What is asked:
Reproduce the lines below verbatim, starting at the line that contains "Each instance of the streetlight" and ending at the final line.

····················

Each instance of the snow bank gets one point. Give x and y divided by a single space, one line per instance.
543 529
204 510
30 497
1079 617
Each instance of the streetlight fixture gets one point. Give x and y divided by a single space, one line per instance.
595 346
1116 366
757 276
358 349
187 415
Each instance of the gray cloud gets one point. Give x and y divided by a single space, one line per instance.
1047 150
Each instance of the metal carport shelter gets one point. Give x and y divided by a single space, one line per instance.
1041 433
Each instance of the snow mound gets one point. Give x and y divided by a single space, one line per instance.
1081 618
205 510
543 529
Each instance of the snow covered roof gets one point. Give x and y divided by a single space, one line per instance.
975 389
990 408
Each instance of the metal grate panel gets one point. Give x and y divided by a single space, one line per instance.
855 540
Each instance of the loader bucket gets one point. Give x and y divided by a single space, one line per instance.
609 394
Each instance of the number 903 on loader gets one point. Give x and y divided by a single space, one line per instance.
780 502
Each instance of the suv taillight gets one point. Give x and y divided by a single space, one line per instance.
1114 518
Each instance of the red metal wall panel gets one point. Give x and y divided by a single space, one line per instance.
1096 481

····················

Result of the exercise:
Each instance of the streetlight fixture gets one point. Give x and y divided by a single space, one line per instance.
595 346
1116 366
757 276
358 349
187 415
Each instance of the gray cloud gets one point. Give x and y divided by a single space, one line per instance.
1047 150
Each instance of the metal carport shelter gets one point. Give x and y divided by a single space, one line per instance.
1041 433
Each instance of the snow mound gets one point. Give x and y divided by a single space, one line per instance.
1081 618
205 510
543 529
Each instance of the snow covered roof gets one point. Give x and y divided by a single space, one line per instance.
975 389
990 408
Each instance of the metal grate panel gets one point. Give x and y divided by a single space, one line per instance.
855 540
Each instance of the loader bucket gets one point. Give x and y divided by a single space, one line per instance.
609 394
Each instance of the number 903 on loader gets one point. Give x and y divided by a single space, one line per instance.
780 502
Each instance of the suv taillight gets one point. Give x and y divided by a single space, one line per instance.
1114 518
Each instance of the red metal wall panel gets one point. Give x and y divided by a single space, one line per instance.
1096 481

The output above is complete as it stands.